Methods: : A study group of 34 eyes of 34 patients with sunken upper eyelids was compared to a control group of 26 age- and gender-matched patients without sunken upper eyelids. Ocular surface deficits were measured by symptoms, eyelid blinking and closure, Bell’s phenomenon, apposition of lids and puncta to the globe, conjunctiva inflammation and chalasis, corneal epithelial breakdown by fluorescein staining, and the fluorescein clearance test.

Results: : Ocular irritation or pain was less common but tearing and mucous build up were more common in the study group than the control group, and tended to be worse in the morning. Incomplete blinking, incomplete closure, abnormal Bell’s phenomenon, lid/punctum ectropion and delayed tear clearance were more frequently detected in the study group than the control group, and were more evident in severe eyes. Incomplete blinking was significantly correlated with incomplete closure while abnormal Bell’s phenomenon was significantly correlated with early morning symptoms. Conjunctival Chalasis was less common in the study group than the control group. Corneal epithelial breakdown was more common in the study group than the control group, and more severe in severe eyes.

■ AVAILABLE DATA:
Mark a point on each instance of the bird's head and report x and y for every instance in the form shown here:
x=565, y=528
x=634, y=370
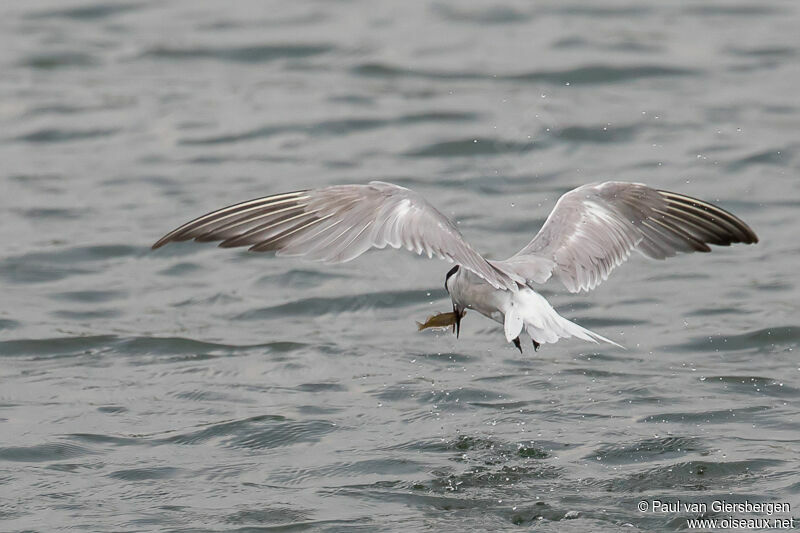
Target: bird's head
x=459, y=311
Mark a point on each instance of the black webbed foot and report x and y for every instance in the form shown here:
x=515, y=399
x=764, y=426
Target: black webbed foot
x=517, y=344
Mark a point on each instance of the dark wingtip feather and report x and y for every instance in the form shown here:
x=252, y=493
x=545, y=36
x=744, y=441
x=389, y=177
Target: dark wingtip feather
x=731, y=228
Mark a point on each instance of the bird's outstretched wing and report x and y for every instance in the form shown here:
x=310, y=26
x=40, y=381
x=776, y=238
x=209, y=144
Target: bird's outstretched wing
x=339, y=223
x=594, y=229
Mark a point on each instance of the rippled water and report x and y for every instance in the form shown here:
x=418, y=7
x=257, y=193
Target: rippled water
x=194, y=388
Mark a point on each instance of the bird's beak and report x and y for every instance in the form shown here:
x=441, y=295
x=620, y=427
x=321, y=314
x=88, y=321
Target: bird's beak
x=459, y=315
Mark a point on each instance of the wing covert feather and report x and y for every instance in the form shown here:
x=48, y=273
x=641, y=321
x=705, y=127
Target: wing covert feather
x=339, y=223
x=594, y=228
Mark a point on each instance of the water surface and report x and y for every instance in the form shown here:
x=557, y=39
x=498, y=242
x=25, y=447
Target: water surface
x=198, y=389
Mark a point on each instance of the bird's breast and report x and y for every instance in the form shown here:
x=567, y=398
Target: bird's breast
x=471, y=292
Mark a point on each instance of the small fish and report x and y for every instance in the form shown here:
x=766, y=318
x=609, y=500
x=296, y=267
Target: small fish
x=439, y=321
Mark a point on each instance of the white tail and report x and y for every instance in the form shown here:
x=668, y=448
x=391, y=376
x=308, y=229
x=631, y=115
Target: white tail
x=530, y=309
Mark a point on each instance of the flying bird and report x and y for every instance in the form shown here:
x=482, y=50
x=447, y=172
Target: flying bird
x=592, y=230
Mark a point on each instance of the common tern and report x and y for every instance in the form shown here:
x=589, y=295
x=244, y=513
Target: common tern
x=592, y=230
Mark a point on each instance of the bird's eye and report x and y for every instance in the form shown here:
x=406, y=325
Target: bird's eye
x=447, y=278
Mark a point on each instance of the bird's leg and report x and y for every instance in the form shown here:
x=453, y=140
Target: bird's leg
x=517, y=344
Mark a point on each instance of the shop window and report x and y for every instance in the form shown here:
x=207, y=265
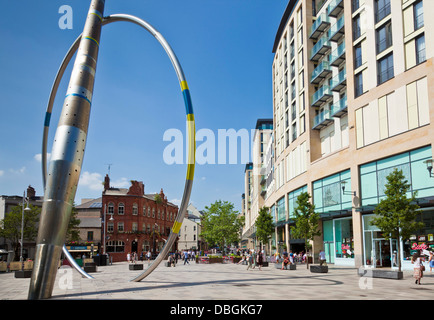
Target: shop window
x=344, y=241
x=115, y=246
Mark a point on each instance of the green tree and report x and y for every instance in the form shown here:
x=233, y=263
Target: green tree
x=264, y=225
x=306, y=221
x=221, y=224
x=396, y=214
x=10, y=226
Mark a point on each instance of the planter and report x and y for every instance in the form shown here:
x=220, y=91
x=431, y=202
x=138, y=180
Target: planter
x=384, y=274
x=89, y=267
x=136, y=266
x=319, y=269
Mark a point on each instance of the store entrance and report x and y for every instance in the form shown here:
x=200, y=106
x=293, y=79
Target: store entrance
x=382, y=254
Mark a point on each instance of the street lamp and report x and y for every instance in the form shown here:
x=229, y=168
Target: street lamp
x=343, y=183
x=105, y=226
x=429, y=164
x=27, y=209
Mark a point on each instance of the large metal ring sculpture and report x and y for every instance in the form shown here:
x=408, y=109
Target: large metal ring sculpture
x=191, y=145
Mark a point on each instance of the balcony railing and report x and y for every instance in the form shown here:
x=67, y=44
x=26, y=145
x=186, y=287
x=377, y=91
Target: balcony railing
x=335, y=8
x=337, y=30
x=322, y=95
x=338, y=55
x=320, y=72
x=340, y=81
x=322, y=120
x=320, y=48
x=339, y=108
x=318, y=27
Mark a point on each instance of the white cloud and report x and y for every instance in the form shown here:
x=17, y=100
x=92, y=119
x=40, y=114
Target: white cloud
x=120, y=183
x=176, y=202
x=19, y=171
x=93, y=181
x=38, y=157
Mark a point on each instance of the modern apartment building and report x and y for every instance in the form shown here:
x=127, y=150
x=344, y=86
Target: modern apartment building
x=256, y=174
x=351, y=102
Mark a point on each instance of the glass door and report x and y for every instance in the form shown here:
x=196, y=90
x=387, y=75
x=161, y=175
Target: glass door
x=329, y=252
x=376, y=254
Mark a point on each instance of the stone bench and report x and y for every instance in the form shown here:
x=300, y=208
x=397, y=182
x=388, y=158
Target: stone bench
x=319, y=269
x=23, y=274
x=384, y=274
x=136, y=266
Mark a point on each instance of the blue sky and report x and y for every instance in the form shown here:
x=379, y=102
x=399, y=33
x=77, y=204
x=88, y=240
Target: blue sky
x=224, y=47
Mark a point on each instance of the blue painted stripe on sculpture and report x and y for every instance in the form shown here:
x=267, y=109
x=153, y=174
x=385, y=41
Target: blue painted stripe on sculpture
x=79, y=95
x=187, y=100
x=47, y=119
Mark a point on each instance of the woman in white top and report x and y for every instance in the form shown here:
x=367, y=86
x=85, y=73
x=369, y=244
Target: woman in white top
x=417, y=260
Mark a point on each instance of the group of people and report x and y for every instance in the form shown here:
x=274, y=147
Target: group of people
x=418, y=259
x=253, y=258
x=186, y=255
x=133, y=257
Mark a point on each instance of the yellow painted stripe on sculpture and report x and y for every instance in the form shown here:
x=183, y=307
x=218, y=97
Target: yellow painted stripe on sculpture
x=184, y=85
x=176, y=226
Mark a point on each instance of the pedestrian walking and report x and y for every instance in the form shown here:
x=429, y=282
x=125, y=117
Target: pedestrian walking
x=417, y=260
x=249, y=261
x=431, y=261
x=260, y=260
x=186, y=257
x=322, y=258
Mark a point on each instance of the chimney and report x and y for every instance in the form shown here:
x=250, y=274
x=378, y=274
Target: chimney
x=31, y=193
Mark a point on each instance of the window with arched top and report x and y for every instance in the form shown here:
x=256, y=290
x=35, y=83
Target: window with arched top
x=121, y=208
x=115, y=246
x=111, y=208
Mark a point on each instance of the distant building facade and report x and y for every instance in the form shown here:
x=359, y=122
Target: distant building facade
x=141, y=222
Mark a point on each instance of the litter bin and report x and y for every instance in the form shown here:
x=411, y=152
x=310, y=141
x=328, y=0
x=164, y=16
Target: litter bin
x=103, y=259
x=97, y=260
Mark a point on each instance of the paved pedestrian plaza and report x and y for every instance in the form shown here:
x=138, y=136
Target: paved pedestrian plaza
x=223, y=282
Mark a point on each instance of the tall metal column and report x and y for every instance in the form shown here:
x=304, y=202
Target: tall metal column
x=66, y=158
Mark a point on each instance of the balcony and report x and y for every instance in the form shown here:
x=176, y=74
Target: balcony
x=320, y=48
x=337, y=31
x=320, y=72
x=321, y=96
x=335, y=8
x=322, y=120
x=338, y=56
x=338, y=109
x=340, y=81
x=318, y=27
x=263, y=190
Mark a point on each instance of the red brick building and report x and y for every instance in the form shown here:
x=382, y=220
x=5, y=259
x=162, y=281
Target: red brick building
x=135, y=217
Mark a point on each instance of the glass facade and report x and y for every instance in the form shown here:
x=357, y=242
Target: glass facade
x=379, y=252
x=373, y=175
x=292, y=200
x=328, y=197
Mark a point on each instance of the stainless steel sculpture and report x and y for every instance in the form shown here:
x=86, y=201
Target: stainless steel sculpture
x=69, y=146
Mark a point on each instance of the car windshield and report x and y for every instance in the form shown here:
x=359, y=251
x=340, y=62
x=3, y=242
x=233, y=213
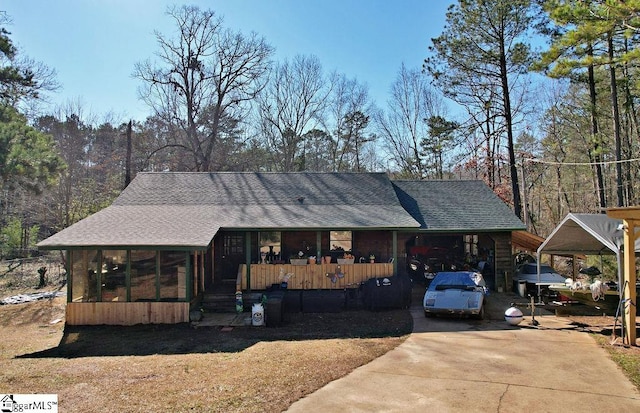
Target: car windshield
x=533, y=269
x=452, y=280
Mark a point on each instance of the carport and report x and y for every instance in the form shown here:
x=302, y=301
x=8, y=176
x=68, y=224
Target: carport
x=598, y=234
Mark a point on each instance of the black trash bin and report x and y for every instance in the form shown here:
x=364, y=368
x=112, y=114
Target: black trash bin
x=274, y=310
x=387, y=292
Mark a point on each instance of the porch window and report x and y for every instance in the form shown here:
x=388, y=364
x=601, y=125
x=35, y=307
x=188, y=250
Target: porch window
x=143, y=275
x=341, y=240
x=270, y=246
x=114, y=275
x=471, y=246
x=173, y=275
x=233, y=245
x=84, y=275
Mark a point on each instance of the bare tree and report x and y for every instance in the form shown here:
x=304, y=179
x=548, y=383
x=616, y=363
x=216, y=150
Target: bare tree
x=203, y=76
x=348, y=120
x=404, y=126
x=294, y=99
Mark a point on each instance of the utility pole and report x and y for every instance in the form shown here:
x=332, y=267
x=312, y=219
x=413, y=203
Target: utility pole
x=127, y=173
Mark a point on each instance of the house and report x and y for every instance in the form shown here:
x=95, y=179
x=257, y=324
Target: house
x=170, y=237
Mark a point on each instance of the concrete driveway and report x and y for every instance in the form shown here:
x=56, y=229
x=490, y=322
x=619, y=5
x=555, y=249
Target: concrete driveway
x=450, y=365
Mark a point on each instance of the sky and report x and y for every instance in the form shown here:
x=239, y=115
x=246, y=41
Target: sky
x=93, y=45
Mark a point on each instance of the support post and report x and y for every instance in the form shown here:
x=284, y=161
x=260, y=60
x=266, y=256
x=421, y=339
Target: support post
x=630, y=281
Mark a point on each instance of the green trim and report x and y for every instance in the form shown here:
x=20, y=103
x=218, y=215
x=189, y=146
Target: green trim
x=157, y=276
x=99, y=277
x=69, y=265
x=247, y=258
x=189, y=276
x=394, y=250
x=318, y=249
x=127, y=276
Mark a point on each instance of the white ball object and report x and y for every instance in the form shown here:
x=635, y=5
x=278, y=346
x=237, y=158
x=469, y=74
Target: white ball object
x=513, y=316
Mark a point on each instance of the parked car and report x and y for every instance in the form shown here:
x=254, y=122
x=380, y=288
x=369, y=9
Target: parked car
x=456, y=293
x=526, y=280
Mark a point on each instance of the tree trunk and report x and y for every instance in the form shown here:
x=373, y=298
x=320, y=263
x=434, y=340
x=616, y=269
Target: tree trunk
x=515, y=187
x=595, y=156
x=616, y=121
x=127, y=172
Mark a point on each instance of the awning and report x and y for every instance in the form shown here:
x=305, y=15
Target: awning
x=588, y=234
x=139, y=226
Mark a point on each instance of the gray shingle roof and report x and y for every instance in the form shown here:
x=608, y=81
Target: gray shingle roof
x=456, y=206
x=187, y=209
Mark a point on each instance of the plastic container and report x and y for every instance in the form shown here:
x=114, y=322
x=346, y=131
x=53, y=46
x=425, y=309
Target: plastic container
x=257, y=314
x=522, y=288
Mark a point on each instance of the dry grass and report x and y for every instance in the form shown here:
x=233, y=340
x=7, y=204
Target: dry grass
x=177, y=368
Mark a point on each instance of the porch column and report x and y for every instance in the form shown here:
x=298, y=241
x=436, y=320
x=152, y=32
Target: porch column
x=631, y=220
x=630, y=280
x=247, y=258
x=394, y=251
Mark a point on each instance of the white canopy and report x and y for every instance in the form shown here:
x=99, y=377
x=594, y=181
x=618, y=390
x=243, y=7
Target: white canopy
x=589, y=234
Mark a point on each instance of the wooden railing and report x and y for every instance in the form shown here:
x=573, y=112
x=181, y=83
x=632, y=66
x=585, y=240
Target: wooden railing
x=312, y=276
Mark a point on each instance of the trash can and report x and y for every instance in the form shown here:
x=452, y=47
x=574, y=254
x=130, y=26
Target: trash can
x=274, y=309
x=522, y=288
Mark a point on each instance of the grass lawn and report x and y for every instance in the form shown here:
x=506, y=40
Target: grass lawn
x=177, y=368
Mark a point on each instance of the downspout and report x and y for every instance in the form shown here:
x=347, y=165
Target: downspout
x=247, y=258
x=318, y=249
x=394, y=251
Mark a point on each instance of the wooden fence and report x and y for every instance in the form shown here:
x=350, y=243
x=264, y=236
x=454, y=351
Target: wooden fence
x=123, y=313
x=312, y=276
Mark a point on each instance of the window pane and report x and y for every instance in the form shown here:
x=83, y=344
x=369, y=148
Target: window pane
x=84, y=278
x=114, y=275
x=341, y=240
x=143, y=275
x=270, y=246
x=173, y=275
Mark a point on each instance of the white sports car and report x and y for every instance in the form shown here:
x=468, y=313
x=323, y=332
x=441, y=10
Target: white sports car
x=458, y=293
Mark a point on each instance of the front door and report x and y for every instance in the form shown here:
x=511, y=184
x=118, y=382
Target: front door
x=229, y=254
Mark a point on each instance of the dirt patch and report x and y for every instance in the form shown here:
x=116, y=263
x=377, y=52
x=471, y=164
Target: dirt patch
x=178, y=368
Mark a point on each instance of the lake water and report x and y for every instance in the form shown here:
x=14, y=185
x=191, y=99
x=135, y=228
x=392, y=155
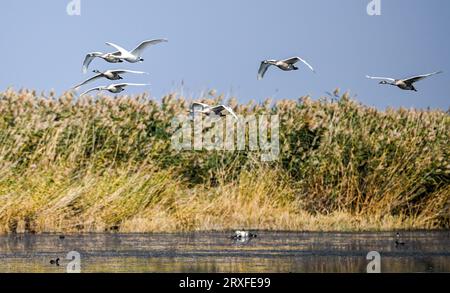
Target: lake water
x=216, y=252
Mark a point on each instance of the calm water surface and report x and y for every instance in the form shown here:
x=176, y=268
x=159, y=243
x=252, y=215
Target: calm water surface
x=216, y=252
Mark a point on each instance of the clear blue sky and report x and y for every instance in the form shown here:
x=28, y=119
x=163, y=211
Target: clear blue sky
x=218, y=44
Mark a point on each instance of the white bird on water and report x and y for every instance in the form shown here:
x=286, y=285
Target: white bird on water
x=285, y=65
x=121, y=55
x=109, y=74
x=208, y=110
x=113, y=88
x=406, y=84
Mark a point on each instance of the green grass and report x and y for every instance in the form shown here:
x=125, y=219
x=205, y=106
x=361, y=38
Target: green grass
x=84, y=165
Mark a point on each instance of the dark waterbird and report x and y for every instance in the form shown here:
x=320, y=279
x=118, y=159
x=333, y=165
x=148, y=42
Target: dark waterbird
x=55, y=262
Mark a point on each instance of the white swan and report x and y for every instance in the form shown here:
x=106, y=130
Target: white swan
x=404, y=84
x=286, y=65
x=109, y=74
x=136, y=54
x=113, y=88
x=208, y=110
x=121, y=55
x=108, y=57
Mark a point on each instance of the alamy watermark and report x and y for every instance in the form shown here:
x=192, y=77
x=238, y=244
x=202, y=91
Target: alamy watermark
x=74, y=8
x=215, y=133
x=374, y=8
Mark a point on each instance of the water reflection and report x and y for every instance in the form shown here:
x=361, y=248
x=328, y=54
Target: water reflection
x=216, y=252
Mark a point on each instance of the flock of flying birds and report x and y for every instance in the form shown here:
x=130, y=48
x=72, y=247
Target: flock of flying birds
x=135, y=56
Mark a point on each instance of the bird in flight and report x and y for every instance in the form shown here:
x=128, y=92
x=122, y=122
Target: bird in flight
x=406, y=84
x=208, y=110
x=285, y=65
x=113, y=88
x=109, y=74
x=121, y=54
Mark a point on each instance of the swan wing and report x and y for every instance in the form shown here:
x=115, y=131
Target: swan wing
x=122, y=51
x=196, y=105
x=88, y=59
x=295, y=60
x=145, y=44
x=263, y=69
x=414, y=79
x=87, y=81
x=91, y=90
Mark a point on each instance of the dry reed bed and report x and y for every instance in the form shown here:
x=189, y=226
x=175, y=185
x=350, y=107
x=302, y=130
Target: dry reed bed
x=107, y=165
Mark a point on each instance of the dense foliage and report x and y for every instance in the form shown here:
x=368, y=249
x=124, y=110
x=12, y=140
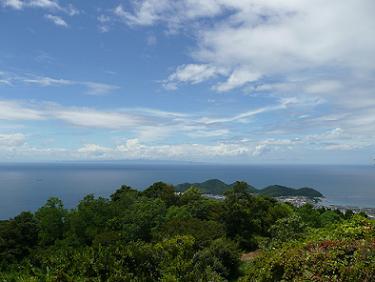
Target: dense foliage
x=160, y=235
x=217, y=187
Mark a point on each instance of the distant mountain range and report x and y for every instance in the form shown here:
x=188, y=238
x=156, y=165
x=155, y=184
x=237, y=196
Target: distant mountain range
x=218, y=187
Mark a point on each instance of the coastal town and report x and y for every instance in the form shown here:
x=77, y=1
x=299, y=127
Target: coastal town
x=299, y=201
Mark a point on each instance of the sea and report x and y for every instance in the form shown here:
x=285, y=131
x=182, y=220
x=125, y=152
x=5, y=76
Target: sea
x=26, y=187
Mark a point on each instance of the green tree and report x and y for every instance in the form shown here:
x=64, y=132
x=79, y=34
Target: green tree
x=51, y=218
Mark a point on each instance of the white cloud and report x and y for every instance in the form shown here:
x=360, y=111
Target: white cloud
x=238, y=78
x=98, y=119
x=59, y=21
x=256, y=39
x=50, y=5
x=12, y=140
x=10, y=110
x=325, y=87
x=15, y=4
x=192, y=73
x=93, y=88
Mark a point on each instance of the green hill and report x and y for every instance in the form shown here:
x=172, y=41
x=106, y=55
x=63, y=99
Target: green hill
x=218, y=187
x=279, y=191
x=212, y=186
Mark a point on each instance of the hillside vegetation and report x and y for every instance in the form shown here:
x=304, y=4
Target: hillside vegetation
x=217, y=187
x=158, y=235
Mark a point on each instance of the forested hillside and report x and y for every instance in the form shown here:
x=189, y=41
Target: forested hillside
x=158, y=235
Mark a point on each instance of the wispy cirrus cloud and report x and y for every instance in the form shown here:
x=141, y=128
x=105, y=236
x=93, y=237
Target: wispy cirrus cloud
x=59, y=21
x=51, y=5
x=92, y=87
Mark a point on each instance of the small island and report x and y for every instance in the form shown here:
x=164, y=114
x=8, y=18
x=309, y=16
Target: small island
x=218, y=187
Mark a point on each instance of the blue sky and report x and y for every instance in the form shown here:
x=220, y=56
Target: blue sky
x=245, y=81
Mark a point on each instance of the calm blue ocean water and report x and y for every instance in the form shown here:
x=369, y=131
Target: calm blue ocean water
x=28, y=186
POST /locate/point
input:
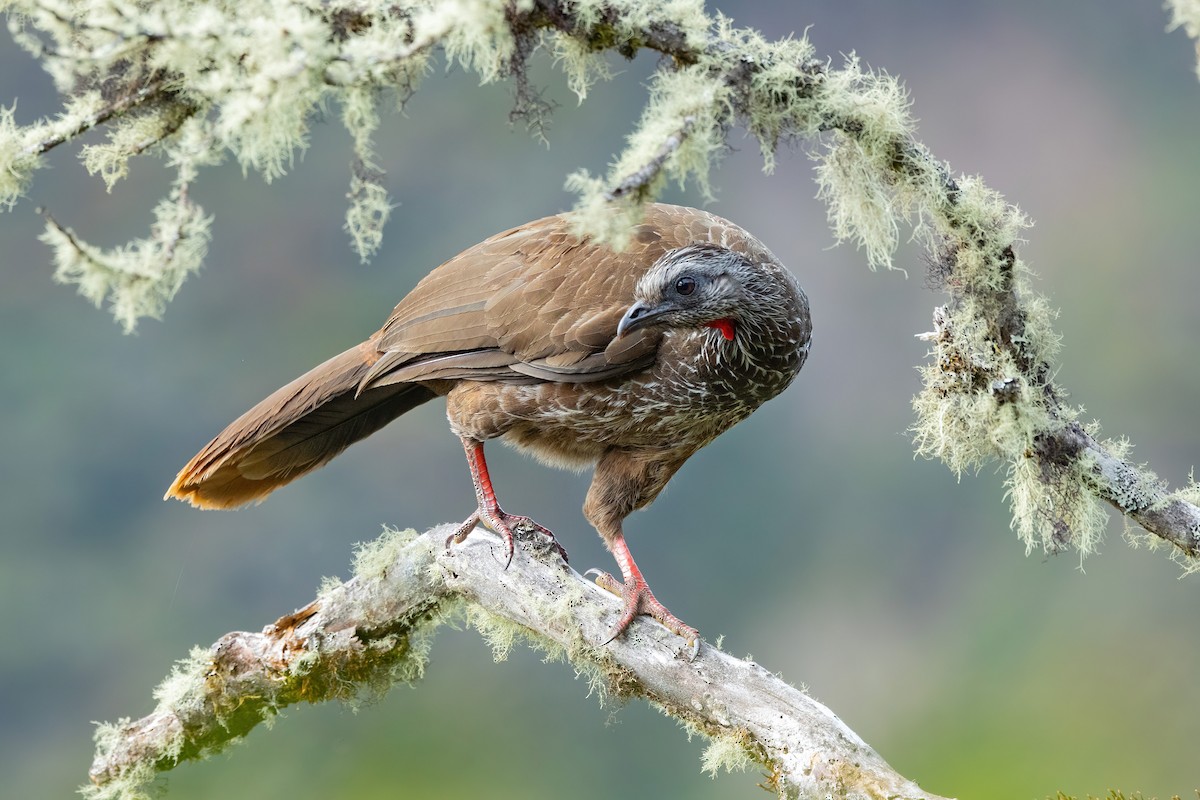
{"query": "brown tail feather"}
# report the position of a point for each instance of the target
(295, 429)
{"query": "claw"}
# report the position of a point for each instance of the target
(640, 600)
(489, 513)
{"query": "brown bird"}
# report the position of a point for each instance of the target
(629, 361)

■ EXERCISE GOAL: In the passage on sunken upper eyelids, list every sign the Results section says was "more frequently detected in the study group than the control group."

■ ANSWER TO THIS PROBLEM:
- Incomplete blinking
- Incomplete closure
- Abnormal Bell's phenomenon
- Lid/punctum ectropion
- Delayed tear clearance